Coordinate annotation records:
::::::::

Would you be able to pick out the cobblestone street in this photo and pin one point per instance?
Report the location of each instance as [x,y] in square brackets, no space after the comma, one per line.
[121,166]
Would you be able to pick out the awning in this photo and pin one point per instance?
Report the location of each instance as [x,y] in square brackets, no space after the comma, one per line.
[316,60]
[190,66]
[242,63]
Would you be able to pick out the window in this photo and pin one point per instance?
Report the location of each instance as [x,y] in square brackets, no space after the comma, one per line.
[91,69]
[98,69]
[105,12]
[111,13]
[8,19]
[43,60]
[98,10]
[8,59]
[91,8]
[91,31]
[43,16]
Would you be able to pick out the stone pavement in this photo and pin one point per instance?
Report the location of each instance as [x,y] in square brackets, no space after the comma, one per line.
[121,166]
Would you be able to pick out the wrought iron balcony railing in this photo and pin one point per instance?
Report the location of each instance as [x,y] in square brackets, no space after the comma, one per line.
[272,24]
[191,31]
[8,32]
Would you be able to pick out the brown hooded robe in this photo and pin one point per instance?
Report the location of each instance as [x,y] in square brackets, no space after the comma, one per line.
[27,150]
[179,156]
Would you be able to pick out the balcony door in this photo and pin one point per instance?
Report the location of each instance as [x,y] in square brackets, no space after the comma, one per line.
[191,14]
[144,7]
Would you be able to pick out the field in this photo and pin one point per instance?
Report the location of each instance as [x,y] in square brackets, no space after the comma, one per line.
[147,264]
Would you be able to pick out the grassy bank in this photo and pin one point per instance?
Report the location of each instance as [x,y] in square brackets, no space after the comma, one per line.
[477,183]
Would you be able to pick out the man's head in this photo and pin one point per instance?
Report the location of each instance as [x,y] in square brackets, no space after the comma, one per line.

::::::::

Turn the listing above into a numbered list, dropping any blank lines.

1. Would you be able to pick out the cobblestone street in this photo and pin one point per instance?
2. Report the location of each instance as [x,y] in square brackets, no space after the comma, one per line.
3. [121,166]
4. Would you be able to pick out the awning in this photo and pin one point per instance?
5. Report the location of each instance as [x,y] in square brackets, no space after the comma, one per line.
6. [316,60]
7. [190,66]
8. [242,63]
9. Would you be able to pick out the window in this photo and pin one point per instance?
10. Report the location of each instance as [x,y] in square brackets, no space after the comma, one per line.
11. [91,69]
12. [98,69]
13. [105,12]
14. [111,13]
15. [8,19]
16. [43,60]
17. [98,10]
18. [8,59]
19. [91,8]
20. [91,31]
21. [43,16]
22. Would you be able to pick out the stone pavement in this photo and pin one point per instance?
23. Report the location of each instance as [x,y] in square brackets, no space after the comma, one per line.
24. [121,166]
25. Would you be able to pick out the wrought iron balcony railing in this photo and pin one point per instance?
26. Report the location of each instance as [x,y] in square brackets, no space after the comma, one per line.
27. [272,24]
28. [191,31]
29. [8,32]
30. Would you be able to pick out the brown hooded robe in this photo and pin one point per instance?
31. Report the location of each instance as [x,y] in square brackets, no space after the comma, one per line.
32. [27,150]
33. [179,156]
34. Would you be able to pick out the balcony door in this photo and pin one point per instance?
35. Report the location of each instance as [x,y] in square brackets, no space after the comma, one per line.
36. [191,14]
37. [144,7]
38. Would you be able to pick out the field in this photo and pin one point per instance?
39. Report the location of each instance as [x,y] in square brackets, no space after the comma, one per line.
40. [147,264]
41. Would you be able to pick out the grassy bank in this photo and pin one point per instance?
42. Report the location of each instance as [x,y] in square brackets, no space after the comma, one per line.
43. [477,183]
44. Would you be able to pick out the man's head in this photo and pin one point per instance?
45. Report the location of each instance as [x,y] in square brackets, no space after the comma, one per line.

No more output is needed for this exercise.